◆ Your objective ◆
Which lines run from the one containing "TARGET: dark blue car" to the end of the entries? Quote them exactly, and nothing else.

[Stored items]
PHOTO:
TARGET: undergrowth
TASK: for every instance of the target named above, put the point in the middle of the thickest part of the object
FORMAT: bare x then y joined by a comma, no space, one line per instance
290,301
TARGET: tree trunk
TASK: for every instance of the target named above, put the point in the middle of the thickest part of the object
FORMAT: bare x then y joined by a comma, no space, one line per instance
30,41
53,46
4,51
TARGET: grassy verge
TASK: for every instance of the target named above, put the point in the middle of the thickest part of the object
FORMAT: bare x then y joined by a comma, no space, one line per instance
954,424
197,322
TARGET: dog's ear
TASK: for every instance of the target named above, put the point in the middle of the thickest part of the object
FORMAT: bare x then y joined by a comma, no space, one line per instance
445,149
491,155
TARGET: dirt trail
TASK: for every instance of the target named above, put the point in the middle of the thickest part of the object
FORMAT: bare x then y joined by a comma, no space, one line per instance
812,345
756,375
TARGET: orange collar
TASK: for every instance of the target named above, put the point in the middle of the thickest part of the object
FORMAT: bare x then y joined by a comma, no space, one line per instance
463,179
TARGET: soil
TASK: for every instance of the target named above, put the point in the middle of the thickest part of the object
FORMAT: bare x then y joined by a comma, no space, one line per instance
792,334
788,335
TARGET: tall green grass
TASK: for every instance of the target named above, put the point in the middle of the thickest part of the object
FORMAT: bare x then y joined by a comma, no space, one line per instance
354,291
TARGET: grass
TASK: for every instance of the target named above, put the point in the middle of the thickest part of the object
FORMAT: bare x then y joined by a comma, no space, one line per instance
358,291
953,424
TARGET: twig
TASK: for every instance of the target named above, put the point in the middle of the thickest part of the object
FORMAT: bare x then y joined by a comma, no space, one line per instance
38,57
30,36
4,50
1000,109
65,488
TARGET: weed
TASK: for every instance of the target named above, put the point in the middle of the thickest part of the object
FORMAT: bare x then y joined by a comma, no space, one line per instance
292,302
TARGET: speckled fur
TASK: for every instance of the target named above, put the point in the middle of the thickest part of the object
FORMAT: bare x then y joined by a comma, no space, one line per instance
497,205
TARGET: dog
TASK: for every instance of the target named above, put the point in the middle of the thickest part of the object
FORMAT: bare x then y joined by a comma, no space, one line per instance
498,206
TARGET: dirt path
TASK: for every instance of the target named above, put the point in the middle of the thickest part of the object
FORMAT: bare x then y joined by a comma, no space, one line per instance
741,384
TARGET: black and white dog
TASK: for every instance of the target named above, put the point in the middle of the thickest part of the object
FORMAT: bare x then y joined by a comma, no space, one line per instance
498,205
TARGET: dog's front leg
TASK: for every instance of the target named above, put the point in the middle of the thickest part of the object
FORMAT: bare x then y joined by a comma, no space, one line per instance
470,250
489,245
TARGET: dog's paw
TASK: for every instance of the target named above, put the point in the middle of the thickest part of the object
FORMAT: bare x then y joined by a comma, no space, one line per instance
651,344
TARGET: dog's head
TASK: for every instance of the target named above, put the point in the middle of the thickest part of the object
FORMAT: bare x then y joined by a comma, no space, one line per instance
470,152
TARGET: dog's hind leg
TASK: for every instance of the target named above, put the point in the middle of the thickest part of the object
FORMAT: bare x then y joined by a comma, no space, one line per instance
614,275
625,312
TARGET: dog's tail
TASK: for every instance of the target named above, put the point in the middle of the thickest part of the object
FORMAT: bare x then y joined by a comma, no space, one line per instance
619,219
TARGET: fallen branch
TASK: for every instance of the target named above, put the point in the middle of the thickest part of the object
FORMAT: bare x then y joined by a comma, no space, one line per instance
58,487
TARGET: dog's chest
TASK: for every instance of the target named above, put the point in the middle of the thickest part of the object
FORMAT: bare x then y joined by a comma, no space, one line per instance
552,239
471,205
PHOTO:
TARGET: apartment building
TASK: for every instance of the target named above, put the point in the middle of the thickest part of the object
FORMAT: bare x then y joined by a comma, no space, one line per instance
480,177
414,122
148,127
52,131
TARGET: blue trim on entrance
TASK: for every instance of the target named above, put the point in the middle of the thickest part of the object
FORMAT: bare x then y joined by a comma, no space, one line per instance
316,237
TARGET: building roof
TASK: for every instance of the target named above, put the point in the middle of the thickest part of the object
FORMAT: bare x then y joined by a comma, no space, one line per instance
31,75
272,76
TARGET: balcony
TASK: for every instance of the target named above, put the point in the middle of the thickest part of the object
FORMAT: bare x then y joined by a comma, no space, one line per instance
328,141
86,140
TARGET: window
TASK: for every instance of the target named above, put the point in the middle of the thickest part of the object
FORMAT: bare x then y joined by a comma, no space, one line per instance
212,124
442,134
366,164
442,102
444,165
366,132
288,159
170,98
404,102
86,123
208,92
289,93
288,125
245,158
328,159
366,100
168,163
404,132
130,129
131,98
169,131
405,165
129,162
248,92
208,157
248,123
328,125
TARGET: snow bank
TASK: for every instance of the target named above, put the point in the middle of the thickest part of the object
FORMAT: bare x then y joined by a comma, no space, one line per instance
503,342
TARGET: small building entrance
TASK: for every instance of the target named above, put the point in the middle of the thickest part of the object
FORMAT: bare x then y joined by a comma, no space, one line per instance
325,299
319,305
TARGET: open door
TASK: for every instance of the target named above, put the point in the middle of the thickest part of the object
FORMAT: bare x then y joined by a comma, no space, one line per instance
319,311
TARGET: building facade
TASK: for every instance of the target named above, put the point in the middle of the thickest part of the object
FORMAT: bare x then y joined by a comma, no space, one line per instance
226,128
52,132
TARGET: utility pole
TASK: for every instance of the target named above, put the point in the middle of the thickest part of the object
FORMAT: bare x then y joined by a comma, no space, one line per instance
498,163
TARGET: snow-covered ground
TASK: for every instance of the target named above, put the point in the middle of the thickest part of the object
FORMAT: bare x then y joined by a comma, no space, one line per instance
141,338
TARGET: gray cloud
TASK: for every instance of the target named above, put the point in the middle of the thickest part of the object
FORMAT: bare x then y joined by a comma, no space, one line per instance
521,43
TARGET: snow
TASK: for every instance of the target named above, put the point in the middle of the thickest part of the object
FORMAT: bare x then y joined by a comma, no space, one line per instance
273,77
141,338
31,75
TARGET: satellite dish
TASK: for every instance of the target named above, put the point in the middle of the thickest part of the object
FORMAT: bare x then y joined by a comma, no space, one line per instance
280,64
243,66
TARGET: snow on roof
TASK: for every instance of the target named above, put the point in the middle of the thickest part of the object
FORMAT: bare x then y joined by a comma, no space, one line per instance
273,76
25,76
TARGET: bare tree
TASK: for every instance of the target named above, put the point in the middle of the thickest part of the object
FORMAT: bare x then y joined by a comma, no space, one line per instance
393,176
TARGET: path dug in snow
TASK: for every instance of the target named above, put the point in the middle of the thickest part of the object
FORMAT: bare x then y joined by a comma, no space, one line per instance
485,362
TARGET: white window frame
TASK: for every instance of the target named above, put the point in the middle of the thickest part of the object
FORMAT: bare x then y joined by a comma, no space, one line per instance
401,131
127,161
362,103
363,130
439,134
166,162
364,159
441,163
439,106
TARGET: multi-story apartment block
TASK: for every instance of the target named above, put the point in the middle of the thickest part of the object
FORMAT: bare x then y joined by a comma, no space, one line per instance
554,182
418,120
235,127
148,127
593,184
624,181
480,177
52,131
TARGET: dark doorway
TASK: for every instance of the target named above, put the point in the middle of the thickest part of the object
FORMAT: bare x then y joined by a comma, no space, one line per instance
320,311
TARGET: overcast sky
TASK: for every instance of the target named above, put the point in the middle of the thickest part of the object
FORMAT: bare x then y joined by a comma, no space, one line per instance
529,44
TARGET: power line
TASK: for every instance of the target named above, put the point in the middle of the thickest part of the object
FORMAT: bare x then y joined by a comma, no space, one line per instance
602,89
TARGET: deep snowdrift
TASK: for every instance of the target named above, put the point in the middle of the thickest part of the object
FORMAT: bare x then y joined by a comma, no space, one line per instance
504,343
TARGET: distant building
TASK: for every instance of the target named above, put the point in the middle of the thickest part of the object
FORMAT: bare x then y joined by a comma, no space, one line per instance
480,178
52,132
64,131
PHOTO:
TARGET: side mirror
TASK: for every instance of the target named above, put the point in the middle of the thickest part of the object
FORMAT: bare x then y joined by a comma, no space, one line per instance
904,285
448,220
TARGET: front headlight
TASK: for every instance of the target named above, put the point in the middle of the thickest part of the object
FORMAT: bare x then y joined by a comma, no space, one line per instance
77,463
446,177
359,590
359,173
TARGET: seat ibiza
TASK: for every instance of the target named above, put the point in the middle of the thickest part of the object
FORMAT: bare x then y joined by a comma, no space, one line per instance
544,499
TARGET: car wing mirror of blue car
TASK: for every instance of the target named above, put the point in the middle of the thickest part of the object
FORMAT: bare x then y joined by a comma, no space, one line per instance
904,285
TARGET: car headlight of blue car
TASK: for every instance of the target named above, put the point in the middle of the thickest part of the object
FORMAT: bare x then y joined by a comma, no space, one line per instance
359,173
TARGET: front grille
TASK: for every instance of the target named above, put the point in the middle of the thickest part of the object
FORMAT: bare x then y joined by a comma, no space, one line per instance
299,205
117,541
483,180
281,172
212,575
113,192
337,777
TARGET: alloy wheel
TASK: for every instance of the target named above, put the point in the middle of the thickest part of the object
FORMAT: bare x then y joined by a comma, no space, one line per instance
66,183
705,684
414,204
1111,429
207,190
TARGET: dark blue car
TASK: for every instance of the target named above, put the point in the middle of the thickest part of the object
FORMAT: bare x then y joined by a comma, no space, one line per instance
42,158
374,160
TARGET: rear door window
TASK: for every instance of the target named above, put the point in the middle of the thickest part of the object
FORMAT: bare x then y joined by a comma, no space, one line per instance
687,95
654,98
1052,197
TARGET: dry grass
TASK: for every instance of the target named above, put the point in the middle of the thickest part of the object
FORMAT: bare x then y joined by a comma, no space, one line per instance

◆ Answer in full ◆
TARGET: dark blue car
TASK: for every instance of the target named above, put the point in the middle of the thickest part of the object
FORMAT: bare x then y joined by a comma, no space, one line per instance
42,158
374,160
TARGET: rear door window
TASK: for every instance of the target named above, put the point in the middle of the thickest part of the object
FORMAT: bare x then y joined by a comma, no space, one line per instance
687,95
654,98
1052,197
TARGET: dry grass
TASK: for every instance of the target named above, put the point in the middle of the thickest part of the object
FORMAT: bare x then y joined by a comma, no space, one line per instance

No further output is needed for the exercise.